◆ TEXT EXTRACT:
◆ ◆ ◆ ◆ ◆

Center Stage SPOTLIGHT

The Online Journal for Center Stage Playhouse

Do Expensive Broadway Tickets Hurt Live Theater?

by Nick Leshi…

So many people have told me that they cannot afford to attend Broadway shows anymore.  With the price of “good seats” at “good times” for popular shows costing over $100 a ticket (not counting dinner or parking), going to a Broadway production can be a fortune.  The result is the negative perception that the live theater experience has become elitist (or worse, just something for a niche audience), or that going to a show is a luxury that people treat themselves to only on special occasions, maybe once or twice a year if they’re lucky. 

I know that the cost of producing a high-quality theater show continues to skyrocket, and producers need to recoup their investment for the show to go on.  I also know that there are many options for discounted seats, including the excellent TKTS.  But there needs to be a more dedicated effort to bring down the cost of tickets, especially for the much coveted orchestra seats, especially for people who do not wish to wait until the day of the show to gamble getting decent seats.  Only then can we truly foster the notion that live theater is a great entertainment for the masses, not just for tourists or wealthy patrons.

◆ ◆ ◆ ◆ ◆

◆ ENTRIES PROVIDED:
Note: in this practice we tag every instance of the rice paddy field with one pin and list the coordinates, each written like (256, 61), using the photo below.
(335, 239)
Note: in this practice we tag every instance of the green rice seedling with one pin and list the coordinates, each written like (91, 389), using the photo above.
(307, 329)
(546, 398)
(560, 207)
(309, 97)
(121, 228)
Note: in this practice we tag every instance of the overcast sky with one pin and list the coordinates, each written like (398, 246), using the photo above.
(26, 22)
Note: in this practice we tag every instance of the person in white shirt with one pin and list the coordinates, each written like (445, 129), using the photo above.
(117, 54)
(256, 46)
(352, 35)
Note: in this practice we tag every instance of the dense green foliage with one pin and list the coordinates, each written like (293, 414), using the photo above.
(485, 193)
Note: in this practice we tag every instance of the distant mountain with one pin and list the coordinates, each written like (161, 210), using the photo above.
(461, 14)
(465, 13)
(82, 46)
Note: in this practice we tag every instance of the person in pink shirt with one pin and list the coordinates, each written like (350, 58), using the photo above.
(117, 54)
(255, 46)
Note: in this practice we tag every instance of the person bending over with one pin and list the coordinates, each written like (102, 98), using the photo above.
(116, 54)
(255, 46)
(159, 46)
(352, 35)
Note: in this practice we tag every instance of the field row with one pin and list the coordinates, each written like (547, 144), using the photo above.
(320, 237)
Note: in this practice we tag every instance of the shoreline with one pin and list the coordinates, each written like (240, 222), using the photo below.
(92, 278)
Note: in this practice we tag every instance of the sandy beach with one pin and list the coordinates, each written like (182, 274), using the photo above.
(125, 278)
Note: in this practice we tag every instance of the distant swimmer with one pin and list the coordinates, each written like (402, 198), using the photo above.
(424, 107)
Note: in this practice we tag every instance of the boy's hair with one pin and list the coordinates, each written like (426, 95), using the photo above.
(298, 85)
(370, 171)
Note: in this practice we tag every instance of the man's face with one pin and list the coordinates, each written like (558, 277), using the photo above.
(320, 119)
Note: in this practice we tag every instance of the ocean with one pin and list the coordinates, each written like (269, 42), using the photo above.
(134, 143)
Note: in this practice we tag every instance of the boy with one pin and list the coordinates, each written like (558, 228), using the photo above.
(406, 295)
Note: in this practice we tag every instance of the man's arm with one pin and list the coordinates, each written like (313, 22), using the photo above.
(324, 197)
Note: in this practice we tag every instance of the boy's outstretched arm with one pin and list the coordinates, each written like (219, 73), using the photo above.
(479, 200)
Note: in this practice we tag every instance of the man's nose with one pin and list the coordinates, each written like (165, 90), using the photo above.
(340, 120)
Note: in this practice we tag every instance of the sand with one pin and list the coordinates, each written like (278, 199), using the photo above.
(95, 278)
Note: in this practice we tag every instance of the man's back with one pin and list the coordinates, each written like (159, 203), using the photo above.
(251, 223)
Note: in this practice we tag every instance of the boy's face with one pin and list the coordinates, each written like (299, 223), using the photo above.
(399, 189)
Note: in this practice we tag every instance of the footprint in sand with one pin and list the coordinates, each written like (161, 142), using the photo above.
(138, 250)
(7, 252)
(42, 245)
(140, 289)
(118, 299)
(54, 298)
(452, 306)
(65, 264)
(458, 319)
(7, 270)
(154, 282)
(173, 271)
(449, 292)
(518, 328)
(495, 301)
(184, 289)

◆ ◆ ◆ ◆ ◆

◆ WHAT THIS EXERCISE ASKS:
- a) Answer these questions using the article on Broadway ticket prices.
(i) How much do "good seats" at "good times" for popular shows cost, according to the writer?
(ii) Which discount option does the writer call excellent?
(iii) Which seats does the writer single out as especially needing lower prices?
- b) Resume the article on Broadway ticket prices after its final sentence.

◆ THE RESULTS:
- a)
(i) Over $100 a ticket, not counting dinner or parking.
(ii) TKTS.
(iii) The orchestra seats.

- b)
There are also plenty of affordable Off-Broadway and Off-Off-Broadway theater companies, including Center Stage Playhouse in the Bronx.  But Broadway is the gold standard, and Broadway shows act as ambassadors to the world of theater. 

I fully understand the concept of supply and demand, and I do not fault producers for trying to turn a profit in a business that arguably sees more failure than success.  But maybe if the overall cost of tickets was more affordable, it would encourage more people to see more shows, filling more seats, causing a domino effect that revitalizes live theater as a great form of entertainment for everyone, not just for those of us who already know it. 

I applaud those producers who seek innovative ways to lower ticket prices without hurting the bottomline.  Sometimes, those creative ways actually boost sales and revenue.  It might seem like a wacky concept, but they might actually make more money by lowering the cost of tickets.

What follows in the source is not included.